─── Extracted text ───
# Help Transfering Files from iMac OS8.6



## ral_ct (Apr 8, 2006)

Need some help with an old iMac:

Here the background:

iMac (circa late 1990's) with front loading CD
Modem and Network interface do not work (don't know why), spent several hours with my ISP trying to fix, they saw MAC address for my router, and other PC's connected directly to the cable modem, but not iMac when connected directly to cable modem.

I need to transfer photos from this machine to a PC before I send it to the afterlife.

Here's what I've tried:

1) USB drive - iMac needs updated driver installed for the device (I've tried a Dell USB drive, a Kingston USB drive, and a CopmUSA USB drive - none are recognized).

2) To update the drive, I searched the USB drive vendor sites and found nothing.  I did run across USB_Storage1.3.5.smi.bin (I am hoping this will have the necessary drivers to recognize the USB drive) and dowloaded to my PC (remember, I have not network/modem access), burned it to a CD and tried to read the CD with the iMac - iMac did not recognize the CD and wanted to initialize it.

So here are the questions:

1) Is the key to solving this getting the file USB_Storage1.3.5.smi.bin onto the iMac so that it will recognize the USB drives?

2) If so, how do I burn this to a CD on a PC in such a way that the iMac will recognize the CD?  

3) Is there an easier way (again, no modem or network access) to get transfer the files?

Thanks!

ral_ct


----------



## alltruenews (Apr 8, 2006)

Here's a few ideas:
1) I'd consider getting (or fixing youreslf) the iMac's input/output card fixed. This may be as simple as reinstalling the OS. Don't forget to reinstall leaving files in place!

2) Get (or borrow) an external USP Zip drive and a 200MB Zip disc. The drive will work WITHOUT loading the silly Zip software. Actually loading the software causes issues with OS 8 and 9.

3) This may sound crazy, but the iMacs hard drive may plug right in to the PC as a second internal IDE drive. If you're going to trash the iMac anyway, the iMac hard drives are simple to remove. You may be able to find the drive's files although I've never tried this.


----------



## sinclair_tm (Apr 9, 2006)

the pc will not see the mac drive, but will what to format it.  they use completely different file systems.  i take it than that the imac's drive does not burn?  does it read other cds that you put in it?  if it does, how did you burn the cd on the pc?  did you make sure that the cd was finalized by the cd (means that you can never write to the cd again)?  the mac should of seen it otherwise.  and have you made sure that the network drivers are not turned off in the extention manager?
───
__Written request 1__. Reproduce the passage of the iMac forum thread between "3) This may" and "(Apr 9, 2006)", inclusive, and swap "IDE" for "SCSI".
__Written request 2__. List the brands of USB drive that the iMac forum thread says were tried with the iMac.
__Written request 3__.
Decide whether each statement agrees with the iMac forum thread. Answer yes or no, and quote the words that decide it.
(a) The iMac has a front loading CD.
(b) The Zip drive needs the Zip software loaded in order to work.
(c) The ISP saw the iMac's MAC address when it was connected directly to the cable modem.
The material that follows the iMac forum thread isn't needed for any of this work.
─── Data ───
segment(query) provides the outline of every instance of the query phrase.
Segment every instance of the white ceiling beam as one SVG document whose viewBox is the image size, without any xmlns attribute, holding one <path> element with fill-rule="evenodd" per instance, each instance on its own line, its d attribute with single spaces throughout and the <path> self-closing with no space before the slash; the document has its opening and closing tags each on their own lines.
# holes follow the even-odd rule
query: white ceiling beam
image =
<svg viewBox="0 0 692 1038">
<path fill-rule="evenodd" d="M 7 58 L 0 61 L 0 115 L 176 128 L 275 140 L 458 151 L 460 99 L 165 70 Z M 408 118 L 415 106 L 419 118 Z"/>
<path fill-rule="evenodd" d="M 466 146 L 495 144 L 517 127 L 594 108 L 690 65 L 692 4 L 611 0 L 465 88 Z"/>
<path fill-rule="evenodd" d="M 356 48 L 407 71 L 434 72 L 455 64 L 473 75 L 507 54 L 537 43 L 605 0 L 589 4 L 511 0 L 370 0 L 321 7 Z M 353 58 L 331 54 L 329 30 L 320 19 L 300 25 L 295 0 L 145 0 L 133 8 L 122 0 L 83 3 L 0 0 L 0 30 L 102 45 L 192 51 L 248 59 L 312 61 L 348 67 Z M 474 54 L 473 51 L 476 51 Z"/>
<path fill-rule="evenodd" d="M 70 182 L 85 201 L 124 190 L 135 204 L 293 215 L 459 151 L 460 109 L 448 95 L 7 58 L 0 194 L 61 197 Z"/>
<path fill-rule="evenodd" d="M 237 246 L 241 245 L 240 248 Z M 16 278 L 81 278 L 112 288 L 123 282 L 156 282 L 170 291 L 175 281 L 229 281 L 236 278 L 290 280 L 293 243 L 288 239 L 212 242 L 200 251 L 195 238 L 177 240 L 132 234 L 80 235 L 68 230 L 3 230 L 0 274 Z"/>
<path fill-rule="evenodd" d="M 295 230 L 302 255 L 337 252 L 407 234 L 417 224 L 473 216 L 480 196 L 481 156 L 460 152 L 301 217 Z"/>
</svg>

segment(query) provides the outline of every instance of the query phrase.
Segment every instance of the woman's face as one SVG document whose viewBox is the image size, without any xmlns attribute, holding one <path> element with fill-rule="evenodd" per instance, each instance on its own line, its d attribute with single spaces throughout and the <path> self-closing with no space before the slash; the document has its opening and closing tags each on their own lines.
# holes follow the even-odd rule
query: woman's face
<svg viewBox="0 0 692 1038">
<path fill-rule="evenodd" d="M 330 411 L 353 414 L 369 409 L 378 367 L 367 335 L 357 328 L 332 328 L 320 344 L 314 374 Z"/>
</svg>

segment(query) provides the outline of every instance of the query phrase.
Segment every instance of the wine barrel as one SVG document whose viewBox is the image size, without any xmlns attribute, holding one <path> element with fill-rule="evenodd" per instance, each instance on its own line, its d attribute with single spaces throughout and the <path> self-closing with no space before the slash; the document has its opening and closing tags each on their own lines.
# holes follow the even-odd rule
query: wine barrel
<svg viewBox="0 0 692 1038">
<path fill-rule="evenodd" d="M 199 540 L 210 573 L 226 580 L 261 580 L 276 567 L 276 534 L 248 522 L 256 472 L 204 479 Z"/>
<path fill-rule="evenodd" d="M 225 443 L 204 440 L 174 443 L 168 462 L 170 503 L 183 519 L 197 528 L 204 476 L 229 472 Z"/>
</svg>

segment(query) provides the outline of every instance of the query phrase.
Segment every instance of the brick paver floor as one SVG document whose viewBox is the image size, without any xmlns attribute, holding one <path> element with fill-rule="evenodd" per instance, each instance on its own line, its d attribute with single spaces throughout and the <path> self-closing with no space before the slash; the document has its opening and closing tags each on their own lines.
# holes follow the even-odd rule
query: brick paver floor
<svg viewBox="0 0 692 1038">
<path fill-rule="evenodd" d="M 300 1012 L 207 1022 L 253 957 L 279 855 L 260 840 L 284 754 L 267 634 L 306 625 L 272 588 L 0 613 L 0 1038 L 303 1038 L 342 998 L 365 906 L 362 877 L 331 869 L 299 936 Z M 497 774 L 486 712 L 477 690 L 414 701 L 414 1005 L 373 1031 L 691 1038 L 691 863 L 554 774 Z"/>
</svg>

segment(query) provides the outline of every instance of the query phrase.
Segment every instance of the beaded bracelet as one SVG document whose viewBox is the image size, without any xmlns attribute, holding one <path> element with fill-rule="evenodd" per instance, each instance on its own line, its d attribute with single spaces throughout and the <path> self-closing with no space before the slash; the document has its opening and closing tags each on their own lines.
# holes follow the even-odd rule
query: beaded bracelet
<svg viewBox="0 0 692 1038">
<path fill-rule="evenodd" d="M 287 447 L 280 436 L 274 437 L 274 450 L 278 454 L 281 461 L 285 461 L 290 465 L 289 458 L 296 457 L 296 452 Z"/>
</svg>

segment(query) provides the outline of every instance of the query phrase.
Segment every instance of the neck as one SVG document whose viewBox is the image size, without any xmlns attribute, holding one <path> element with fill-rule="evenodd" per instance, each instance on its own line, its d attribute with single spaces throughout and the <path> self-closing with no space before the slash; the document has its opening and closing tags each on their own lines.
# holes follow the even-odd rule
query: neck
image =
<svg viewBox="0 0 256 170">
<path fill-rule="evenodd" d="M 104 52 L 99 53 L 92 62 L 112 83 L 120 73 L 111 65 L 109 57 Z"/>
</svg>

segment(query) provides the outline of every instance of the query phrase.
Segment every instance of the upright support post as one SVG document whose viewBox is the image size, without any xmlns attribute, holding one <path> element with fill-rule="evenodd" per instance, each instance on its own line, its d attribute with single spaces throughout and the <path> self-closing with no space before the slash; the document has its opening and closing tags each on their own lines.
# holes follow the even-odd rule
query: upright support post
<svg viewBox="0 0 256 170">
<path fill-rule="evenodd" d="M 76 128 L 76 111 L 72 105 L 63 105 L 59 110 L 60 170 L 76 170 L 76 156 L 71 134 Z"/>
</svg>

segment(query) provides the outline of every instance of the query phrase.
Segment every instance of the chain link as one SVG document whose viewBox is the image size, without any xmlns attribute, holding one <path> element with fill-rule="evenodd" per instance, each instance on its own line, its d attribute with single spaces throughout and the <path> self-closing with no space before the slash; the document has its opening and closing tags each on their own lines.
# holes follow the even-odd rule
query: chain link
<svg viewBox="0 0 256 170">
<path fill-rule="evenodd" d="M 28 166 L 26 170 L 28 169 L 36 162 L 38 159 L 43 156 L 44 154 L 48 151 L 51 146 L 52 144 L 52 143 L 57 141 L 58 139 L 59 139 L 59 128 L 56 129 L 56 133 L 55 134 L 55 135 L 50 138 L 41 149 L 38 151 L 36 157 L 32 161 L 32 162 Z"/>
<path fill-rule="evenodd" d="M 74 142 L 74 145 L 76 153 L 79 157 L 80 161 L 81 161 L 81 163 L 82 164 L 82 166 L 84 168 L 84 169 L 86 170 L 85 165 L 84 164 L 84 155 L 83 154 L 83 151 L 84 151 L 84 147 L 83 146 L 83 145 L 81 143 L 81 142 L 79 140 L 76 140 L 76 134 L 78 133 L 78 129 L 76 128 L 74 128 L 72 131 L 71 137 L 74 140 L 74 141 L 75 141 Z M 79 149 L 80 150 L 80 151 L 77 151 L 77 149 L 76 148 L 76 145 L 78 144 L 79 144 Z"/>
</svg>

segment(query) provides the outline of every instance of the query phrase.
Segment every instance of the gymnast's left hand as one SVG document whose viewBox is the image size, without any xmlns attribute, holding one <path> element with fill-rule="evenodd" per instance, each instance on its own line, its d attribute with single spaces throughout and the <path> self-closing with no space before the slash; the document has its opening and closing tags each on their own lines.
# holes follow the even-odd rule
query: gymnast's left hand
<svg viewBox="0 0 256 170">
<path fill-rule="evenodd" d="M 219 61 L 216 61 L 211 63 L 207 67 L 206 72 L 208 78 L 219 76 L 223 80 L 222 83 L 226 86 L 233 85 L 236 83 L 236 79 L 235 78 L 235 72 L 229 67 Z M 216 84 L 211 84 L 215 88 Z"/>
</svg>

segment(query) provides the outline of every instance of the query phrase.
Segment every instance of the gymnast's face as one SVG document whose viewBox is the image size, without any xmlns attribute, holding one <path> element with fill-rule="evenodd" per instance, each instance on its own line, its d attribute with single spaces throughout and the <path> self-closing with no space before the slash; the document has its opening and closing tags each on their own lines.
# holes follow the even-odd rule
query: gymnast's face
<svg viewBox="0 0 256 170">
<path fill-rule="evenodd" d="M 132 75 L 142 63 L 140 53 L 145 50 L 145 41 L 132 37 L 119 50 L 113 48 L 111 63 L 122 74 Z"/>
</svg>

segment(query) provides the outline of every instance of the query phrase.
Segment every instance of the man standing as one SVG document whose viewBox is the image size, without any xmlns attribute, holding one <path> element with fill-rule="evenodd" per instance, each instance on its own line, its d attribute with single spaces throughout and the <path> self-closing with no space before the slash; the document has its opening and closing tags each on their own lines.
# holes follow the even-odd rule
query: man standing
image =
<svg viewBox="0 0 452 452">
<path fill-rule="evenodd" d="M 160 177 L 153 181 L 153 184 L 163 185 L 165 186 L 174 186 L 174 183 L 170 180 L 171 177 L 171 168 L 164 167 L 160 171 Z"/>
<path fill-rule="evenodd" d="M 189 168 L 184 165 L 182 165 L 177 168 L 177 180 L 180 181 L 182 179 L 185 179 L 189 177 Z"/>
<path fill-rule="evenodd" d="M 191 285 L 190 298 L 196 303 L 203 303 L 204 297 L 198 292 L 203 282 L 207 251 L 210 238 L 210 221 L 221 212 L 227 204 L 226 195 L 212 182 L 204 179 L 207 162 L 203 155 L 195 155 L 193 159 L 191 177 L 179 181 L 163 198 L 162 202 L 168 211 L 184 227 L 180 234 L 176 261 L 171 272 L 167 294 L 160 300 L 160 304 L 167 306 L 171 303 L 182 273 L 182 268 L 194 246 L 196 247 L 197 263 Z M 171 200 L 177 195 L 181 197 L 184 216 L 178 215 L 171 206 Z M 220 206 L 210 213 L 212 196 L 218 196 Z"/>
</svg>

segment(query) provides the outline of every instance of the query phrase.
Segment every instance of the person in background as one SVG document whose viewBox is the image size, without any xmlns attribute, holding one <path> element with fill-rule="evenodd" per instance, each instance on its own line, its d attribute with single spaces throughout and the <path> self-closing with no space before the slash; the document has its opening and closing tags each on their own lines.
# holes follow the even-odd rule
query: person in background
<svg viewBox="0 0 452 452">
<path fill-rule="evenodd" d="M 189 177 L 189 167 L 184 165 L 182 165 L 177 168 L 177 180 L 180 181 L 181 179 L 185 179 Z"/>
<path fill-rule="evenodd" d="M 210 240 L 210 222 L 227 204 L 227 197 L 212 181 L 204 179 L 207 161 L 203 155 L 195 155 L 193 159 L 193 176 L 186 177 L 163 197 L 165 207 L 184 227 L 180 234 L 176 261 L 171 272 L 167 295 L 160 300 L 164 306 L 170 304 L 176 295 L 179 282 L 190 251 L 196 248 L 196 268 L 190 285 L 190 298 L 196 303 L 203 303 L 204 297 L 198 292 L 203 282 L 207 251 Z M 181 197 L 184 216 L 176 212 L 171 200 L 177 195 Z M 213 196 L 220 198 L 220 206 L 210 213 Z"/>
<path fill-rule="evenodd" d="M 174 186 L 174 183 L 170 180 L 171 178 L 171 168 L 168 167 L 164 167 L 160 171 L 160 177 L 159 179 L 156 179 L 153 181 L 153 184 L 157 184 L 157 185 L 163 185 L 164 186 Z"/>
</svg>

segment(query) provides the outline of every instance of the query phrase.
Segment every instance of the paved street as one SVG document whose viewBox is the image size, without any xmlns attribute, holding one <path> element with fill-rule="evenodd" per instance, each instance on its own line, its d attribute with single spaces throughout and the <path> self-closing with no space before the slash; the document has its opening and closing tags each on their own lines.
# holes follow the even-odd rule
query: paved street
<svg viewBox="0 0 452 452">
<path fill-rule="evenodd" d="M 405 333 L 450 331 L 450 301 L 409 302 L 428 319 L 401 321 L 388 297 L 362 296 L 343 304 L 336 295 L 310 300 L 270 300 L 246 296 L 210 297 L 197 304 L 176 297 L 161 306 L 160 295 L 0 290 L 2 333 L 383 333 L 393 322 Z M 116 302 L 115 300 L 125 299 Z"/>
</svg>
───
__Final answer 1__.
3) This may sound crazy, but the iMacs hard drive may plug right in to the PC as a second internal SCSI drive. If you're going to trash the iMac anyway, the iMac hard drives are simple to remove. You may be able to find the drive's files although I've never tried this.


----------



## sinclair_tm (Apr 9, 2006)

__Final answer 2__. Dell, Kingston, CopmUSA

__Final answer 3__.
(a) Yes: "iMac (circa late 1990's) with front loading CD"
(b) No: "The drive will work WITHOUT loading the silly Zip software."
(c) No: "but not iMac when connected directly to cable modem"